┏━━

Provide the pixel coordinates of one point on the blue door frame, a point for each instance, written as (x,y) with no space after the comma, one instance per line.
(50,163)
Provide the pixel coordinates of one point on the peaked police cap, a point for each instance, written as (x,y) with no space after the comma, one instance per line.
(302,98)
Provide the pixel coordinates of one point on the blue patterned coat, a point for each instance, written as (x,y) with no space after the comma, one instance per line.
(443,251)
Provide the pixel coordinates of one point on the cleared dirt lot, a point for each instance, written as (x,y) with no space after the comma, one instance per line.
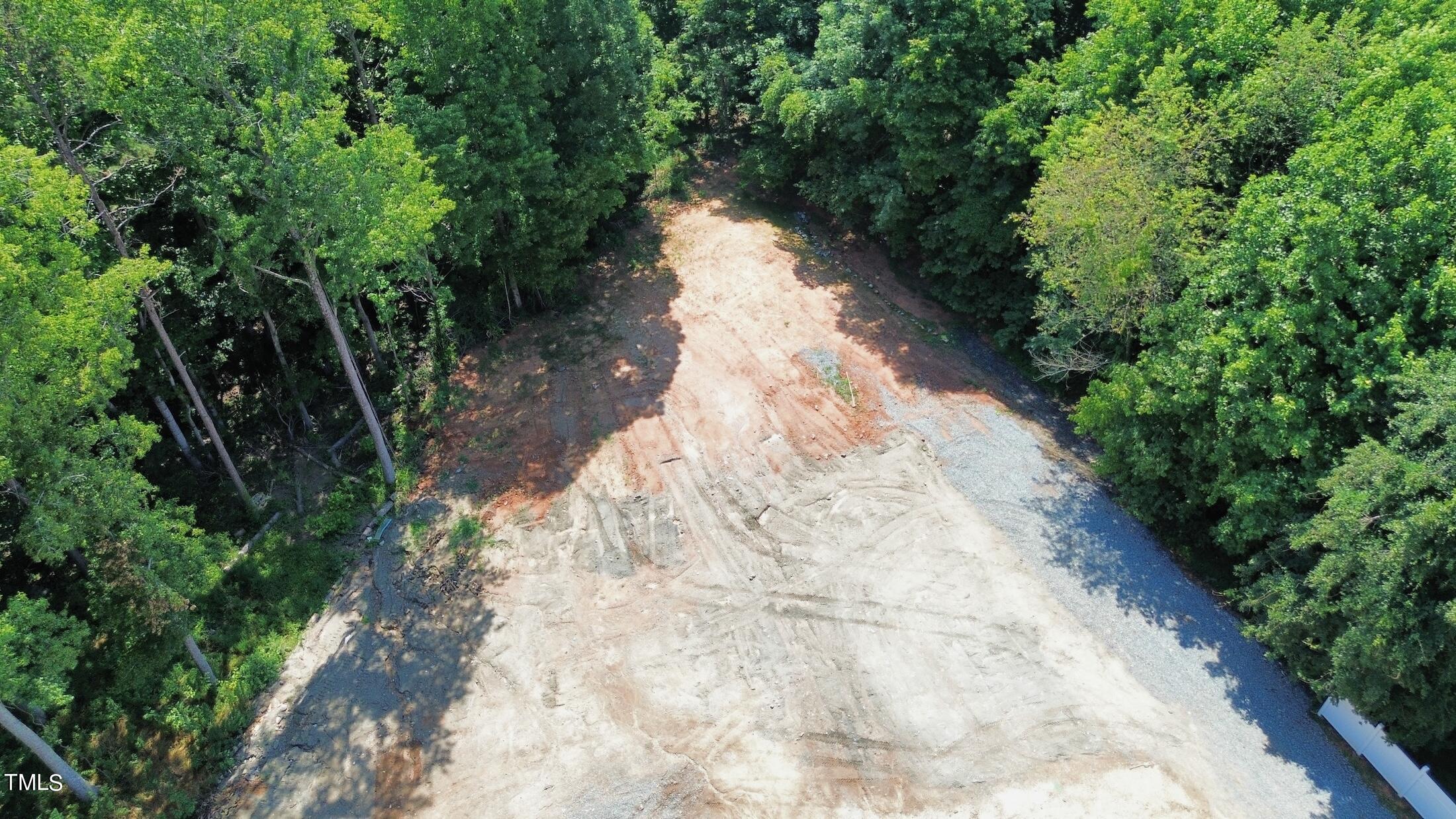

┗━━

# YOUR ASSIGNMENT
Take the line with "Provide the pixel coordinates of one point on the peaked" and every line after it through the end of the data, and write only them out exactly, leaving out the pictures.

# ANSWER TO THIS TASK
Provide the pixel coordinates of one point on the peaked police cap, a point for each instance, written as (x,y) with no space after the comma, one instance per line.
(302,98)
Provide the pixel coordinates of one point on the blue patterned coat, a point for each instance, written as (x,y) with no space after the comma, one instance per line.
(443,251)
Provide the pixel coordinates of one point on the cleared dirt lot, a point for each instance, written as (x,y) with no space after the comma, one instance per line.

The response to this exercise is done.